* _WHAT IS NEEDED_
Your task is to write out exactly the lines of the listing below, from the first down to the line that holds "positive clicks: (36, 41)".
**** RAW DATA
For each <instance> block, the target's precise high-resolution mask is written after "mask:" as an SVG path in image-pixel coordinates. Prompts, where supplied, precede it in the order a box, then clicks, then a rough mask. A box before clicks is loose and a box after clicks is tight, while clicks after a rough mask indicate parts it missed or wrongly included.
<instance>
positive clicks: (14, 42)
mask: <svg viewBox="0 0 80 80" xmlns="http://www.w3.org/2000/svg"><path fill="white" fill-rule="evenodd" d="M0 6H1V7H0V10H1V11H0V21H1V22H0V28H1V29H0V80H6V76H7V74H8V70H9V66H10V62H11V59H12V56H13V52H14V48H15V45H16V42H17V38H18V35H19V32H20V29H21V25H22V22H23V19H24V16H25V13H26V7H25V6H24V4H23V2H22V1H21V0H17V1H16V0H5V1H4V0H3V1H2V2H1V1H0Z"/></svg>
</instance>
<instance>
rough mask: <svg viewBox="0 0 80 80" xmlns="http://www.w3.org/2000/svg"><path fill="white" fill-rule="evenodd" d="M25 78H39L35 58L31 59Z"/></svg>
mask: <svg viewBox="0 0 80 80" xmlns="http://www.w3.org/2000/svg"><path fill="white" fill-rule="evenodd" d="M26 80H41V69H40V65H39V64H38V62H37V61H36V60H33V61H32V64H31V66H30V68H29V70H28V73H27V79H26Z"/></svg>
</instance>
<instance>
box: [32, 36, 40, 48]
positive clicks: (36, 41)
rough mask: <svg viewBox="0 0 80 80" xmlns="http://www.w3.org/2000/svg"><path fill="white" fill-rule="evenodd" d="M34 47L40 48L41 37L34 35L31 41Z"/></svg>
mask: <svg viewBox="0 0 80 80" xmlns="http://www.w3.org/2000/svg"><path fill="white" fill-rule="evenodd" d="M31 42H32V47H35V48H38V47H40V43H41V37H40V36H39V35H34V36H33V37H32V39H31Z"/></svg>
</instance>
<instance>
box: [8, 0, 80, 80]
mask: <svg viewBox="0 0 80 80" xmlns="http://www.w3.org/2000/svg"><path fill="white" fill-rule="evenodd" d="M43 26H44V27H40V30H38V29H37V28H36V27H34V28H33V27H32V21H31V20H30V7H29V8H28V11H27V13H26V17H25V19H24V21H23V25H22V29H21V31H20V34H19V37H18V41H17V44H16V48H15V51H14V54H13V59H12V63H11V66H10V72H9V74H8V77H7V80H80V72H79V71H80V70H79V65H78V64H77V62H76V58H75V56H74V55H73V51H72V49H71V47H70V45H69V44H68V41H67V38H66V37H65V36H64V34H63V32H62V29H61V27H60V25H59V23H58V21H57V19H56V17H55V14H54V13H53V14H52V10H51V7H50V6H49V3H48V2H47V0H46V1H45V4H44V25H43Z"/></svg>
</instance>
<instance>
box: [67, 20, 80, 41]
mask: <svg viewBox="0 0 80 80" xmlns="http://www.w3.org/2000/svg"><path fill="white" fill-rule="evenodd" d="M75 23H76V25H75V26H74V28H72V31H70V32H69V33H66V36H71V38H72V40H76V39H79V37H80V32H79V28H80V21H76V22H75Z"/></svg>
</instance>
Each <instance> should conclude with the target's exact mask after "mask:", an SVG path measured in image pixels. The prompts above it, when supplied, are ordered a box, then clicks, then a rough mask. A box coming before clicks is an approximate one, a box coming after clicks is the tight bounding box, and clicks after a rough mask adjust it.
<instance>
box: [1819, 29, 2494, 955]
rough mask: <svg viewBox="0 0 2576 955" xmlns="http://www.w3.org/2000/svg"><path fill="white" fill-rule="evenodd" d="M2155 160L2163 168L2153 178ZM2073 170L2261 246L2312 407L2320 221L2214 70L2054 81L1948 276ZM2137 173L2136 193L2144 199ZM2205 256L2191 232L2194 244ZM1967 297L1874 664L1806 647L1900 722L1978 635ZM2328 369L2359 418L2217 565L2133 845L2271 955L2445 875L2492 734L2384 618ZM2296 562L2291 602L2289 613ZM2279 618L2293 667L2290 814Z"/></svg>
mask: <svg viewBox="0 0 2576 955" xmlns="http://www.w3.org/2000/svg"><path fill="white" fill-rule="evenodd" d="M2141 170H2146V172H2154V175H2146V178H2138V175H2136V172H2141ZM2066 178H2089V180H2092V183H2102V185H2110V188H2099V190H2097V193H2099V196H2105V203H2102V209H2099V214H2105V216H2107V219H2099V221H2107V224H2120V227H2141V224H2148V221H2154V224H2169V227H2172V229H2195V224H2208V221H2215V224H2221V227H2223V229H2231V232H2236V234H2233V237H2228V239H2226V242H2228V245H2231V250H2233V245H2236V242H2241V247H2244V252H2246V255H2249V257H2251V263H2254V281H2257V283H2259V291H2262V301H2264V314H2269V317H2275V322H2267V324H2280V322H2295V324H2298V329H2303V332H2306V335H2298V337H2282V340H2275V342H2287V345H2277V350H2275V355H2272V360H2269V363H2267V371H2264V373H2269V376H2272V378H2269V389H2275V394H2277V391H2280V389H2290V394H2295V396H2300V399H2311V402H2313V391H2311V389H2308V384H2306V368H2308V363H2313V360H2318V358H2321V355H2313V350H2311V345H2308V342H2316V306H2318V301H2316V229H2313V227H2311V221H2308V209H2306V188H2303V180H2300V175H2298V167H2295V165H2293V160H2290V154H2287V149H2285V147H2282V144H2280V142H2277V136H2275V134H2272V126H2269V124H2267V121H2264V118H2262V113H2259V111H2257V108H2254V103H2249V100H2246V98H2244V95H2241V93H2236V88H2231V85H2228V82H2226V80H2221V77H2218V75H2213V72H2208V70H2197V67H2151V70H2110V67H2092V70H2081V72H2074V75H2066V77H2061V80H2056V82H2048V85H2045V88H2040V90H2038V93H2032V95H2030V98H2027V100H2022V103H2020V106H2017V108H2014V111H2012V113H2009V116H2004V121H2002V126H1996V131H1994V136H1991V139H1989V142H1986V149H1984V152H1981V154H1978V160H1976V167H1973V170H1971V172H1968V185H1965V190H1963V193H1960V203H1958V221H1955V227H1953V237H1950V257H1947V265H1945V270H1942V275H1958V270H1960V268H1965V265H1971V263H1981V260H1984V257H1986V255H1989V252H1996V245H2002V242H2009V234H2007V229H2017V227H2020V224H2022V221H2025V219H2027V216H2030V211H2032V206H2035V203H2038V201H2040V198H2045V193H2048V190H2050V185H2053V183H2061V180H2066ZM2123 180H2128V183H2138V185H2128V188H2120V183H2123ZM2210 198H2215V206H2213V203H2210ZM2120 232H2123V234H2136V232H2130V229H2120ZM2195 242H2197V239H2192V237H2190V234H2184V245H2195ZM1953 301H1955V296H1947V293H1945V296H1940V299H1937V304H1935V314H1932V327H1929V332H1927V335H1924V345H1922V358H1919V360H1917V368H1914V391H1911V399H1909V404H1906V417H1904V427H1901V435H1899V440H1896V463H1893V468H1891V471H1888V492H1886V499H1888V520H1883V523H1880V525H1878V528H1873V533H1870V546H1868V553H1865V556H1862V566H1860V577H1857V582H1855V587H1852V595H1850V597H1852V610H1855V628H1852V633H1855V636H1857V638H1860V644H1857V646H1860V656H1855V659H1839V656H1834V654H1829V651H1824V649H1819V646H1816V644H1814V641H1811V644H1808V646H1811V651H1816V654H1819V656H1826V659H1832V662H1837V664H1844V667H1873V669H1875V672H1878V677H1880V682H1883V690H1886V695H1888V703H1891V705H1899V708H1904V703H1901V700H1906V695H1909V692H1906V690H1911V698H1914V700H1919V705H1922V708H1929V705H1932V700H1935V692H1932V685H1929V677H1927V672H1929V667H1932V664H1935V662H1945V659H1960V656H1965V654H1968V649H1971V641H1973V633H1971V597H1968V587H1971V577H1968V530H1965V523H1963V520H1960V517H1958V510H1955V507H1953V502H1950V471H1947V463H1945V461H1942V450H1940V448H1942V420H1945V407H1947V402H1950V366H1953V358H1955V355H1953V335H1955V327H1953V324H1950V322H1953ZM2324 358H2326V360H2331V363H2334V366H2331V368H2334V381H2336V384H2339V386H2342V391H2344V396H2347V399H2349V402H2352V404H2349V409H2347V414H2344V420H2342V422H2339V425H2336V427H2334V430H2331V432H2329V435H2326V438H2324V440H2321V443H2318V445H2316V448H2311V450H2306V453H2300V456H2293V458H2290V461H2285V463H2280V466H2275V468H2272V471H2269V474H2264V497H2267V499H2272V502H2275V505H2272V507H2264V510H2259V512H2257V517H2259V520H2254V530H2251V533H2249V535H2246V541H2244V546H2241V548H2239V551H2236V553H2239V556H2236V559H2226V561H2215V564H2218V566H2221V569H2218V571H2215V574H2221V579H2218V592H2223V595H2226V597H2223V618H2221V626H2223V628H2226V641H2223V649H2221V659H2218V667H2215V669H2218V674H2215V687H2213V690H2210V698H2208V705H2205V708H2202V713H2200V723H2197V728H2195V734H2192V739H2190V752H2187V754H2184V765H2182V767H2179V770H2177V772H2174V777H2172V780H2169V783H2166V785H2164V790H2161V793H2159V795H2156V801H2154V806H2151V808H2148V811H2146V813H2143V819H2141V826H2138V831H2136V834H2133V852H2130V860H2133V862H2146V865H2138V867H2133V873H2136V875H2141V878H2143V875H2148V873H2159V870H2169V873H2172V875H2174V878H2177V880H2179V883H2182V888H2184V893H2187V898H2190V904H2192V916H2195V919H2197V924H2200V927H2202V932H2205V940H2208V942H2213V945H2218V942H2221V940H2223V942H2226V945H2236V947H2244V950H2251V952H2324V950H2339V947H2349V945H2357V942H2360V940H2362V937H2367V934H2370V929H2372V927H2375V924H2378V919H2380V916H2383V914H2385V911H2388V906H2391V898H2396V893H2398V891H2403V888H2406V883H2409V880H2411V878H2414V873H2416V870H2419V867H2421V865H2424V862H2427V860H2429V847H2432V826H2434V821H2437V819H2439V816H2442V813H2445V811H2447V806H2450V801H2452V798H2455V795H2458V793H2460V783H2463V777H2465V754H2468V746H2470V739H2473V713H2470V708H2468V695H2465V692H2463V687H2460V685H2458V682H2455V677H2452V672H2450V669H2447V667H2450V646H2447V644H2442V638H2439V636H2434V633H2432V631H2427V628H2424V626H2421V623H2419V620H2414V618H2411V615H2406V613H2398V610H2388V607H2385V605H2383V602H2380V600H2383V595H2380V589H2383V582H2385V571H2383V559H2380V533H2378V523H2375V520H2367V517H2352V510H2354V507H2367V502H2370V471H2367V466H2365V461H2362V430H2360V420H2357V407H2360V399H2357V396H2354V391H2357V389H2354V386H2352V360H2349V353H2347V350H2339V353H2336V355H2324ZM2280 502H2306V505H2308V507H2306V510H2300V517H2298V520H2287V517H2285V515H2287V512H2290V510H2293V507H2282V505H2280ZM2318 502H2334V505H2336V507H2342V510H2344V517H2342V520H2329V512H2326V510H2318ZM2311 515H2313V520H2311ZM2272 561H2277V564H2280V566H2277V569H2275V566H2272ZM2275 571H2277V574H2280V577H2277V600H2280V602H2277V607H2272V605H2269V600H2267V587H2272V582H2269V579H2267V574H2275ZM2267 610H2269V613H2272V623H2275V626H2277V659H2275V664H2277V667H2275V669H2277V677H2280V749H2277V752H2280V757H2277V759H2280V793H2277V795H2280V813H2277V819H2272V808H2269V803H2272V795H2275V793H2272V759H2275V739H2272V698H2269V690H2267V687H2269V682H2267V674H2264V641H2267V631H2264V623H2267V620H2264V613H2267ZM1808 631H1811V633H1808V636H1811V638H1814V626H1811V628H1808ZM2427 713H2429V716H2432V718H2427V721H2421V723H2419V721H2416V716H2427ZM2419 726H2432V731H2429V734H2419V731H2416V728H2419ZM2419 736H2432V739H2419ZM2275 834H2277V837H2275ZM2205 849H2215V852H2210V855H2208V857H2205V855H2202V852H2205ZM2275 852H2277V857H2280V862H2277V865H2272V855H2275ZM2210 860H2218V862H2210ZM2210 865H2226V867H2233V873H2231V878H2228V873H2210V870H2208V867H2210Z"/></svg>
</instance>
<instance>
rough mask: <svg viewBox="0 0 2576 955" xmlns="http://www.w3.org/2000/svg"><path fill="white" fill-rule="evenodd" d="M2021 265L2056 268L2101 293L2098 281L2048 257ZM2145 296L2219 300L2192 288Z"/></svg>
********
* _RESPONSE BELOW_
For each <instance> block, the target's precise high-resolution mask is written after "mask:" as an SVG path in image-pixel coordinates. Prompts, where supplied, precede it in the order a box, then clicks, then a rough mask. A box before clicks is loose and a box after clicks is tight, while clicks after a rough mask indicate parts it missed or wrongly included.
<instance>
positive clicks: (14, 42)
mask: <svg viewBox="0 0 80 80" xmlns="http://www.w3.org/2000/svg"><path fill="white" fill-rule="evenodd" d="M0 6H1V7H0V10H1V11H0V21H1V22H0V28H1V29H0V80H6V76H7V74H8V70H9V66H10V62H11V59H12V56H13V52H14V48H15V45H16V42H17V38H18V35H19V32H20V29H21V25H22V22H23V19H24V16H25V13H26V7H25V6H24V4H23V2H22V1H21V0H17V1H16V0H5V1H4V0H3V1H2V2H1V1H0Z"/></svg>
</instance>
<instance>
rough mask: <svg viewBox="0 0 80 80" xmlns="http://www.w3.org/2000/svg"><path fill="white" fill-rule="evenodd" d="M25 78H39L35 58L31 59Z"/></svg>
mask: <svg viewBox="0 0 80 80" xmlns="http://www.w3.org/2000/svg"><path fill="white" fill-rule="evenodd" d="M26 80H41V69H40V65H39V64H38V62H37V61H36V60H33V61H32V64H31V66H30V68H29V70H28V73H27V79H26Z"/></svg>
</instance>
<instance>
box: [32, 36, 40, 48]
positive clicks: (36, 41)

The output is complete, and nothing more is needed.